- EXERCISE DIRECTIONS -
Rewrite every line of the records below, requests included, shifting each pixel coordinate in the answers by adding 40 to both numbers. Keep the sample coordinates in the requests unchanged, and omit the pictures.

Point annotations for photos
● ● ● ● ● ● ●

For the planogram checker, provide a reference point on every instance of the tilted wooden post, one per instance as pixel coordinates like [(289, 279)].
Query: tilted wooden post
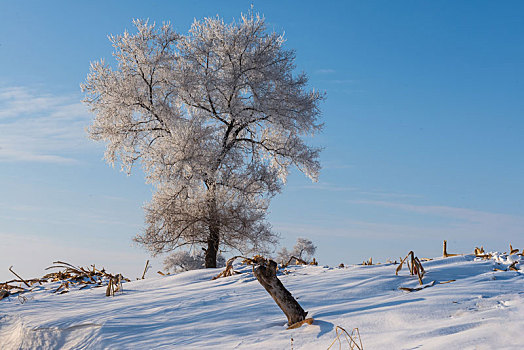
[(266, 274)]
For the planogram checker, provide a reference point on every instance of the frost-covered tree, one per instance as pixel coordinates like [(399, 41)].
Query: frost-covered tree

● ● ● ● ● ● ●

- OUTPUT OF THE EXERCISE -
For the planogram checker, provide a reference point on every instance of the tilted wooden post, one per instance as pixel coordinates like [(289, 279)].
Query: tilted wooden post
[(306, 314)]
For the planogram checker, provide a reference point on every instance of the frost-covered tree, one per instance as pixel coordinates like [(399, 41)].
Query: frost-covered tree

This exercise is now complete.